Pick out every line in the data below that contains the word "vest", and copy each one unchanged.

--- START Material shown ---

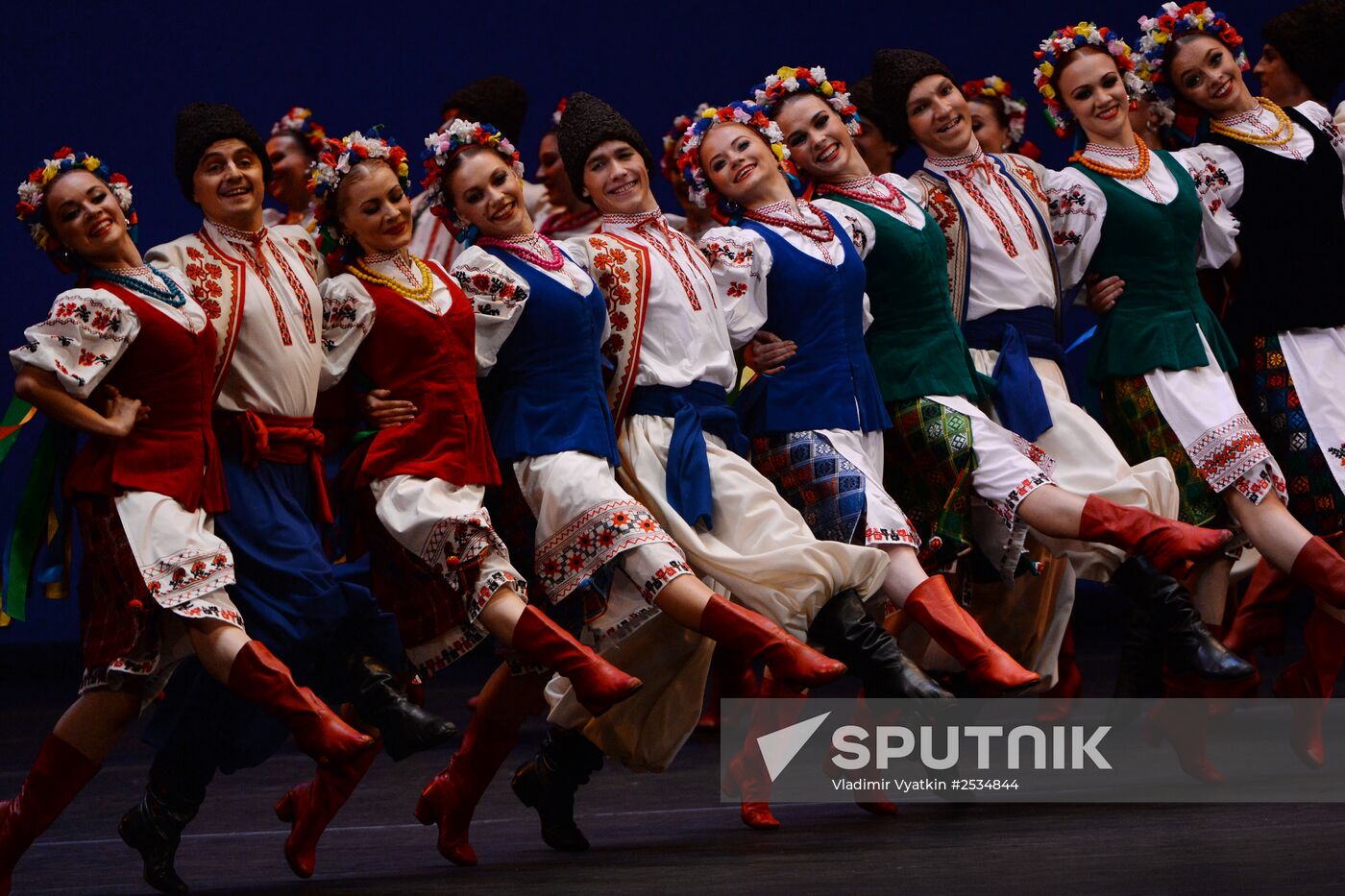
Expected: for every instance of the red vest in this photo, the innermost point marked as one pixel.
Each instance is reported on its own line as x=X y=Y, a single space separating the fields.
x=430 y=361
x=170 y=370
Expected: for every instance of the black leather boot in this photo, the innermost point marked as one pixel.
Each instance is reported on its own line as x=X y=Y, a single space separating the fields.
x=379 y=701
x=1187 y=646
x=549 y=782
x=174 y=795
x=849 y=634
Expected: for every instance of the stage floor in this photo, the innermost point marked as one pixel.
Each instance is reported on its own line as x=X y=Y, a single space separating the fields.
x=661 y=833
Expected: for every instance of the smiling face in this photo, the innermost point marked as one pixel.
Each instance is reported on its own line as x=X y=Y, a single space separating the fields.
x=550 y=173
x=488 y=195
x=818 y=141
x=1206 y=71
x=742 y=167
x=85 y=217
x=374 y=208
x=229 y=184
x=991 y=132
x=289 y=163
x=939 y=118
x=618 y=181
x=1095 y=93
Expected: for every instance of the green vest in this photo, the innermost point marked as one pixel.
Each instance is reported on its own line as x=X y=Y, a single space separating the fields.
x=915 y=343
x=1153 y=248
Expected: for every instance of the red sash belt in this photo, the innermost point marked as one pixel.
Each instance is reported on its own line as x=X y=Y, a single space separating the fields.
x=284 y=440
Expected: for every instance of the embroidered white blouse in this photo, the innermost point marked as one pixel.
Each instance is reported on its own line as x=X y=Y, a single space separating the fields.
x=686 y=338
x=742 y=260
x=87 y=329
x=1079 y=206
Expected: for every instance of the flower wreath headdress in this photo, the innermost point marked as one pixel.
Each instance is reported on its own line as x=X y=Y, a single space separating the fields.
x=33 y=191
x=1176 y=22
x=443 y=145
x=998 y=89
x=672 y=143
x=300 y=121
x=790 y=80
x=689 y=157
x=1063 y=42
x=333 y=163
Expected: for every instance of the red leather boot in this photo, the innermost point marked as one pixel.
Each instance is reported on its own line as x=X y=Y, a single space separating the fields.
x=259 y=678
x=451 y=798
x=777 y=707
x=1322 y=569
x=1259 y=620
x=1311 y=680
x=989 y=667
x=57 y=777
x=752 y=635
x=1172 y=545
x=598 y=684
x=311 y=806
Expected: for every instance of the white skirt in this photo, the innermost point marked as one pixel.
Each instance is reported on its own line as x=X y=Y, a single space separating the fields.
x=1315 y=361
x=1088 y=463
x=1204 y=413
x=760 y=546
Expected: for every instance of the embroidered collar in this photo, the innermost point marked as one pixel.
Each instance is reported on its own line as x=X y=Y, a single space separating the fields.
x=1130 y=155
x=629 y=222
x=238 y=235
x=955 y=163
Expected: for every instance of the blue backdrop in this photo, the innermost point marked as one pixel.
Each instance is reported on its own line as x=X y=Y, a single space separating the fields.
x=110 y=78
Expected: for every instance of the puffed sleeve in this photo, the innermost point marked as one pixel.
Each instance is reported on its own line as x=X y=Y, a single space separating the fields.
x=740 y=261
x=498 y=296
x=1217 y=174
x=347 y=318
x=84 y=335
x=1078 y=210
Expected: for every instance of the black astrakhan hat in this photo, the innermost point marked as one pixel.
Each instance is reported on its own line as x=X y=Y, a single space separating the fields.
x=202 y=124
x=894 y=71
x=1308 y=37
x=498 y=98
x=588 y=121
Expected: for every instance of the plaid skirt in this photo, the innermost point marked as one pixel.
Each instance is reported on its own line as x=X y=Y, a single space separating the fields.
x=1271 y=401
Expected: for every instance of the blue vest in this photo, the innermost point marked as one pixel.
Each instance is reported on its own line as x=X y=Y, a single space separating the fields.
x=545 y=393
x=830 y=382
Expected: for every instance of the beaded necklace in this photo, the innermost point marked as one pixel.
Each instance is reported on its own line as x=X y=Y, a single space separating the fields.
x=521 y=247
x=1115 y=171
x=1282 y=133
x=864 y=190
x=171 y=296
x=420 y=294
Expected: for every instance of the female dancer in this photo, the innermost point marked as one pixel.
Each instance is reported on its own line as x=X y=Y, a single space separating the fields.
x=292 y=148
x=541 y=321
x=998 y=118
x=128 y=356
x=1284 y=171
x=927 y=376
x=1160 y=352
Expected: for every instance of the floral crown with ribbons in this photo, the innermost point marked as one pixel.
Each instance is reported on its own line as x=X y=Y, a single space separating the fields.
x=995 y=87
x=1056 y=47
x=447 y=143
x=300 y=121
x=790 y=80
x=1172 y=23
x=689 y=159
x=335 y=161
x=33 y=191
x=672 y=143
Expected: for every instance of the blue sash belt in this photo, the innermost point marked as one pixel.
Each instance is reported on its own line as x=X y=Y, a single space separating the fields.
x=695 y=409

--- END Material shown ---
--- START Material shown ---

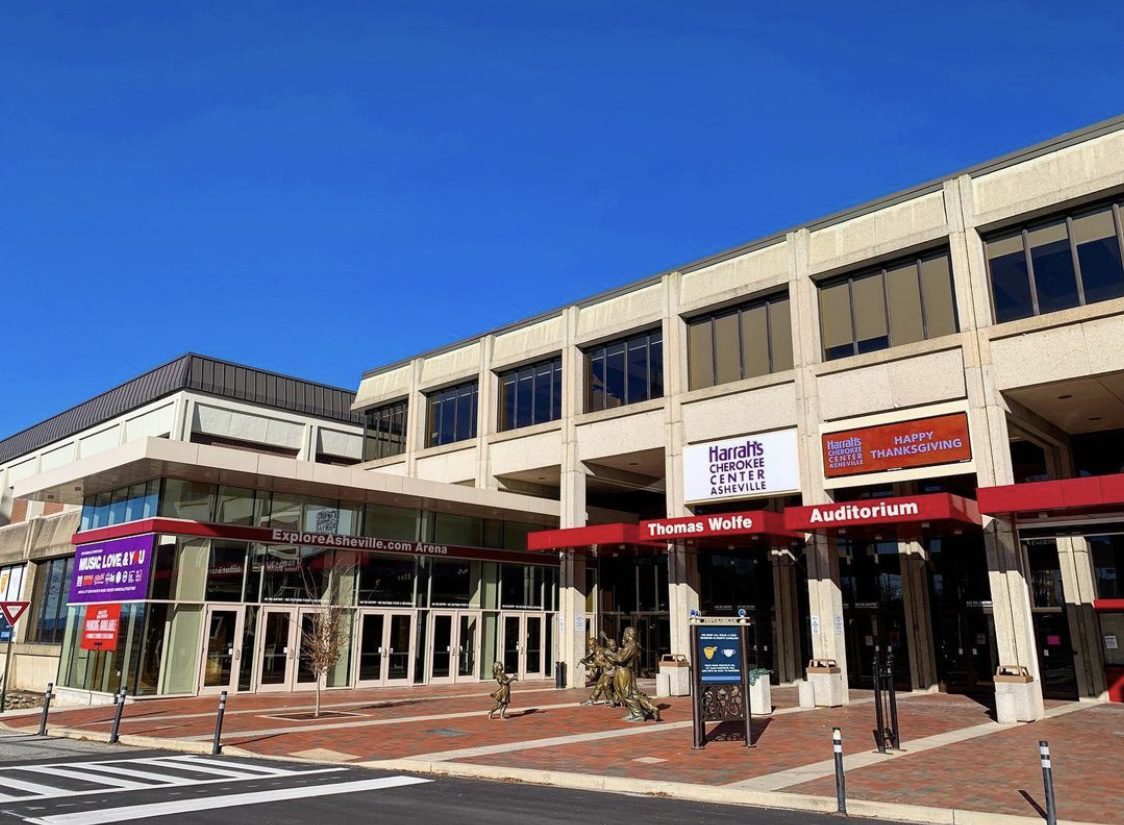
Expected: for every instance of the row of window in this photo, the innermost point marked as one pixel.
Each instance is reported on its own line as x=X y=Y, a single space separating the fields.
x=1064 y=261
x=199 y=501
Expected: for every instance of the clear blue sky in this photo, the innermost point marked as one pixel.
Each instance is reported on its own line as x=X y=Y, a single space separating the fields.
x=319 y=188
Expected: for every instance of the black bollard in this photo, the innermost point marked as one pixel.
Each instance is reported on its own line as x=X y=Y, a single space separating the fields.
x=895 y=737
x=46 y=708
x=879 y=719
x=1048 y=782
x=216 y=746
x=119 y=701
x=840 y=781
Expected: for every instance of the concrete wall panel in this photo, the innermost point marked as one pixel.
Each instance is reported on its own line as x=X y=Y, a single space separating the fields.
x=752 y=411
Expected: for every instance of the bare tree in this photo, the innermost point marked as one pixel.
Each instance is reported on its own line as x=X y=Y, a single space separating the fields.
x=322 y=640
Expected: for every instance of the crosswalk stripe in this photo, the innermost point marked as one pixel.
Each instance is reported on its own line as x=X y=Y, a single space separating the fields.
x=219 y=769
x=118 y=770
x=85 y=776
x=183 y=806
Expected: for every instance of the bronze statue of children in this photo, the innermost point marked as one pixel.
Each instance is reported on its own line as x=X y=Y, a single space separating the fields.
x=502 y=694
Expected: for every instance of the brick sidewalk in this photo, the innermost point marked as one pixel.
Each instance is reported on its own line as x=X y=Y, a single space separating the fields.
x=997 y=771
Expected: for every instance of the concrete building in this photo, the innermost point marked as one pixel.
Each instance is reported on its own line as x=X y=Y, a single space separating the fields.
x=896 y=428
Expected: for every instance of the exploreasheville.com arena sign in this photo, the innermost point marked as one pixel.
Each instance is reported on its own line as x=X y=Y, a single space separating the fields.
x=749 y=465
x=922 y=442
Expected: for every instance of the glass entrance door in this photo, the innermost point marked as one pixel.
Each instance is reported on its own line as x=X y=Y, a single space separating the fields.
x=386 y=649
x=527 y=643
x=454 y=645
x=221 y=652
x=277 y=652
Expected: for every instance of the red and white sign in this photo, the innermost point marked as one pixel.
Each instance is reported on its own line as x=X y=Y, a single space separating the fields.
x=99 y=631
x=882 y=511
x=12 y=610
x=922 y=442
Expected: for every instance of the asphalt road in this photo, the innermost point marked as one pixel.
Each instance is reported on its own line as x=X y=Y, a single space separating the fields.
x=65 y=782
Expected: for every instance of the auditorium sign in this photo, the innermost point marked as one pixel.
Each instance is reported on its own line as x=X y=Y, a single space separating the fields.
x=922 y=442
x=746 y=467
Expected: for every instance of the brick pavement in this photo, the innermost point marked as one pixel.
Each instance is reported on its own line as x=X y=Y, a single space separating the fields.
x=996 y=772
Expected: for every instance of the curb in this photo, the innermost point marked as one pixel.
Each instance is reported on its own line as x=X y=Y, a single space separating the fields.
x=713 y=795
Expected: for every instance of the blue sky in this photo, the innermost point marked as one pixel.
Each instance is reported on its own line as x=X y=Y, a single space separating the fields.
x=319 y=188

--- END Material shown ---
--- START Material shown ---

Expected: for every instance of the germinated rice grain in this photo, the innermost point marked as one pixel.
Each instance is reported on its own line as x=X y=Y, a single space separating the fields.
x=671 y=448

--- END Material shown ---

### Exercise solution
Expected: for every instance of the red vest in this photo, the innermost point marked as one pixel.
Expected: for every instance of the green vest in this photo, the innermost point marked as one pixel.
Expected: for every instance of the blue vest in this photo, the innermost point marked as one pixel.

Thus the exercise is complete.